## DIRECTION
Please rewrite everything from the start of the entries below down to the line containing "(1045, 649)", with both ends included and the requests kept as they are. Multiply every coordinate in the answers by 2.45 and round each to the nearest whole number, with halves rounding up.
>> Begin INPUT RECORDS
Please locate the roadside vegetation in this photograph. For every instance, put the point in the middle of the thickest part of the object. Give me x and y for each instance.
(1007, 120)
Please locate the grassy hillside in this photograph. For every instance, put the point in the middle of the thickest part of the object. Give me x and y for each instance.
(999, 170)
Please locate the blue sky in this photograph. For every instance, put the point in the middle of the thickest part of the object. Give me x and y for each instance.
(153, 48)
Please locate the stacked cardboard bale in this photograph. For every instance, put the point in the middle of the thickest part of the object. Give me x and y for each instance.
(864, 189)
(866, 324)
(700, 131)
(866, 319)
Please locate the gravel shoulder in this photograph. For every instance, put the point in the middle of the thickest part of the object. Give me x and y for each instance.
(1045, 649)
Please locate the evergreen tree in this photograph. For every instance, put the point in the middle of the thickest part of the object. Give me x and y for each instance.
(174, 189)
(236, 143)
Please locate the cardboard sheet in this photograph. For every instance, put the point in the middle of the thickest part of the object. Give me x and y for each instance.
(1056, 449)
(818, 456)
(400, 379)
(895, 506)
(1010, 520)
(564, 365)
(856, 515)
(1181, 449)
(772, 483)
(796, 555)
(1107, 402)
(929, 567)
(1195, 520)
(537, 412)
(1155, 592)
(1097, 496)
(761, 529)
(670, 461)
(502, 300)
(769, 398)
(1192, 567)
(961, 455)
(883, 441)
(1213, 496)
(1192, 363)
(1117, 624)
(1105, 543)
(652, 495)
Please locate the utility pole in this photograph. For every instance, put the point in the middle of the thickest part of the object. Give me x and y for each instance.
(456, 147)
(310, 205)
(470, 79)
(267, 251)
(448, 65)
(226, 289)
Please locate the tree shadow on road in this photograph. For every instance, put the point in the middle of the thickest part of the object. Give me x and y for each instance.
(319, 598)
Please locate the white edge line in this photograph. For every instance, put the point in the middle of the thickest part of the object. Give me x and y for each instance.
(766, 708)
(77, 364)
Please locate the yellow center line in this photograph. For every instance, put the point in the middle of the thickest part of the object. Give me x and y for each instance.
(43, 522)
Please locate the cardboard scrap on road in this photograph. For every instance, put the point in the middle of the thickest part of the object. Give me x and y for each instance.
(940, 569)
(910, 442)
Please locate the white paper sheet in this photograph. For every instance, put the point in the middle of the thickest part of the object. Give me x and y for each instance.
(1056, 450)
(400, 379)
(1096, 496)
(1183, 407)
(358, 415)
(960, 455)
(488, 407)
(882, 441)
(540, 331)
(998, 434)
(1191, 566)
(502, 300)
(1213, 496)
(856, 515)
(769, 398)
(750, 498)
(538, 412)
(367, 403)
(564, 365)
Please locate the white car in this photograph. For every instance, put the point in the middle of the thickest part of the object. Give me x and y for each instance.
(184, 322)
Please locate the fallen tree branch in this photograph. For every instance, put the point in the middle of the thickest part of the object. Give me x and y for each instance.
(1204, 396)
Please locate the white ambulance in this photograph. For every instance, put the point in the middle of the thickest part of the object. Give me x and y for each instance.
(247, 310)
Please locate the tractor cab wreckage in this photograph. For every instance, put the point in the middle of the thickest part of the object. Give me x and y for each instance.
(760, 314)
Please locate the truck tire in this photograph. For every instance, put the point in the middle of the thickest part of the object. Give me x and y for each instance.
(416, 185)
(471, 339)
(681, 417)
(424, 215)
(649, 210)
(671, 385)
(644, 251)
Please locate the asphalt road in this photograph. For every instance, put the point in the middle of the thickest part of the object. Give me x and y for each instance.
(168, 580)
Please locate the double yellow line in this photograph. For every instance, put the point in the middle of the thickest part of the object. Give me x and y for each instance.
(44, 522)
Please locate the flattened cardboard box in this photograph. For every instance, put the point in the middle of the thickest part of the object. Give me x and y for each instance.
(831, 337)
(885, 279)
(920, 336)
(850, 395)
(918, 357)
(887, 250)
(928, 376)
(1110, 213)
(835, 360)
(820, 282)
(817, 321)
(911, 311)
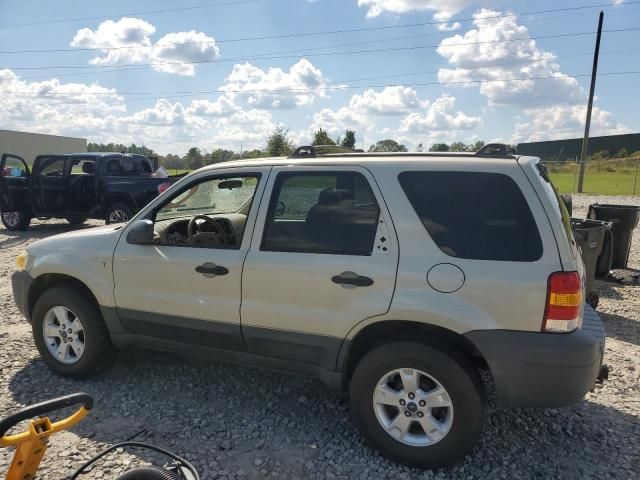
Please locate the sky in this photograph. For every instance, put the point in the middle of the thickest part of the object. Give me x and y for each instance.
(226, 73)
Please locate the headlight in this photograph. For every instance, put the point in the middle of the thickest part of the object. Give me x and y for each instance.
(22, 260)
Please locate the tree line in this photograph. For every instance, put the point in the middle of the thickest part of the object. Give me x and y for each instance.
(278, 144)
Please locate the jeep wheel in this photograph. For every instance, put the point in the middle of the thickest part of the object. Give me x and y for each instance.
(118, 213)
(70, 334)
(418, 405)
(76, 220)
(17, 220)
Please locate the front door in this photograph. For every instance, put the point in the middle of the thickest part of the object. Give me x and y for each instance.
(185, 287)
(50, 185)
(15, 190)
(323, 258)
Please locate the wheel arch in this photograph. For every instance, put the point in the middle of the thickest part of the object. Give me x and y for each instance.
(386, 331)
(46, 281)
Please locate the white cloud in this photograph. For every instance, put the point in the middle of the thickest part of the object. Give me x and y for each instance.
(128, 41)
(444, 9)
(101, 115)
(335, 122)
(565, 121)
(488, 53)
(223, 106)
(394, 100)
(303, 83)
(439, 116)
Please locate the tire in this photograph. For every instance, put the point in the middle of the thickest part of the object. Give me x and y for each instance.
(97, 353)
(18, 220)
(76, 220)
(453, 372)
(117, 213)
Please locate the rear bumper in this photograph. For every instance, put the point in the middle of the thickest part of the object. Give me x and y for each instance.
(21, 282)
(533, 369)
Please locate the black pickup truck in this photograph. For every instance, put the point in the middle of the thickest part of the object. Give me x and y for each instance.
(77, 186)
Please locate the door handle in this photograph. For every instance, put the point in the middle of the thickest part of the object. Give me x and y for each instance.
(351, 278)
(211, 269)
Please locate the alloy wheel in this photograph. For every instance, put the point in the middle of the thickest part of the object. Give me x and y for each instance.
(413, 407)
(63, 335)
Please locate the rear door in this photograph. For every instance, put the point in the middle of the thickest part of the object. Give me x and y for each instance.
(323, 258)
(51, 183)
(14, 183)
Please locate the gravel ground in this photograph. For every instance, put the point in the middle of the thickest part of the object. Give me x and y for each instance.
(236, 422)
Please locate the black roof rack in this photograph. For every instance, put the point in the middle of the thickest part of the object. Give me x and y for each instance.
(496, 149)
(310, 151)
(491, 150)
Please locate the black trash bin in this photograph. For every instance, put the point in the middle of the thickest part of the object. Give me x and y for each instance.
(624, 218)
(590, 236)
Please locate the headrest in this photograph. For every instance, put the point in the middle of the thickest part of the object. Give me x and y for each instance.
(88, 167)
(332, 196)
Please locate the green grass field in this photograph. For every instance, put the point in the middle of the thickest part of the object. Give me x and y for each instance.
(601, 183)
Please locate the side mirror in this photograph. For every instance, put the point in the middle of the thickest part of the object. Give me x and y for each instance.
(141, 233)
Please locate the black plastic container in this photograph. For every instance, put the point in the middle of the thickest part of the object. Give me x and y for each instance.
(590, 236)
(624, 218)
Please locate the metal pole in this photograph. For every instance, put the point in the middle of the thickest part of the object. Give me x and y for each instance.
(594, 73)
(635, 180)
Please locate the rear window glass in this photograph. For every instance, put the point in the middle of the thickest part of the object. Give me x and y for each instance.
(474, 215)
(564, 213)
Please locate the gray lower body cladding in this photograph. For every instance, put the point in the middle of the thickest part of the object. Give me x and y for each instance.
(21, 283)
(533, 369)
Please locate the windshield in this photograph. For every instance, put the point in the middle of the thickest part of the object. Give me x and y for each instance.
(224, 195)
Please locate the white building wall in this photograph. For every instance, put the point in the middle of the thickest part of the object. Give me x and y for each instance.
(30, 145)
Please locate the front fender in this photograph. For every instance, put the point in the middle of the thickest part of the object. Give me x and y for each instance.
(95, 272)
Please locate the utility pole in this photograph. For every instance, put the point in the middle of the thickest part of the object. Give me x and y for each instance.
(594, 73)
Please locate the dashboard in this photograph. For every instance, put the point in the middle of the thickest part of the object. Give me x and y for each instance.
(174, 231)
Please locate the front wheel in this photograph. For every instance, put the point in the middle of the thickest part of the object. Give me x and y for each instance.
(70, 334)
(16, 220)
(418, 405)
(118, 213)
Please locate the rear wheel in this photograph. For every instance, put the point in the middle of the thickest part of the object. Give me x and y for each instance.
(418, 405)
(76, 220)
(118, 213)
(70, 333)
(16, 220)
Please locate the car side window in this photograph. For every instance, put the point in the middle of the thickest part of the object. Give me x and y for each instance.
(14, 167)
(321, 212)
(83, 166)
(113, 167)
(211, 213)
(474, 215)
(52, 166)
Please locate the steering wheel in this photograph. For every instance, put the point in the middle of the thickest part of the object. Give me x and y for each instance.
(196, 235)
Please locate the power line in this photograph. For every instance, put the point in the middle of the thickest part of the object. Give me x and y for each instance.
(331, 87)
(147, 12)
(505, 64)
(304, 34)
(610, 52)
(293, 35)
(320, 54)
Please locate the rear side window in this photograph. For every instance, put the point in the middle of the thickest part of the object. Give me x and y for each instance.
(52, 166)
(321, 212)
(473, 215)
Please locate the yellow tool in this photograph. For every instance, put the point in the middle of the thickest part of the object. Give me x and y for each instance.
(32, 444)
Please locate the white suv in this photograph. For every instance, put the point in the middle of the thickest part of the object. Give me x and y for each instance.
(395, 277)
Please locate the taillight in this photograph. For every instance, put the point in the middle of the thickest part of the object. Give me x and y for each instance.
>> End INPUT RECORDS
## RESPONSE
Please locate the roadside vegetation in this photograph. For every instance, put the point in the middle of the thickest part of the object. Give me x and y for each instance.
(2467, 294)
Please locate the grassy hillside in this photograph. For every instance, put the point in the middle of the thickest part of the object. Give me x and y for each instance.
(2448, 417)
Please locate the blue sky in this photograph. For every instance, put the point in the middle of the thickest part of the object. Give me x and y for each instance.
(375, 118)
Please locate the stacked cardboard bale in this photograph. For every instance, put the point in the middle of the thickest part of the object. Give me x and y for each instance.
(2117, 463)
(2122, 794)
(1715, 321)
(2122, 782)
Please locate the gravel shoulder in this photograph. For every instance, put the point in the middle of the thickest part of the object. Give me x and y for each instance.
(2560, 1590)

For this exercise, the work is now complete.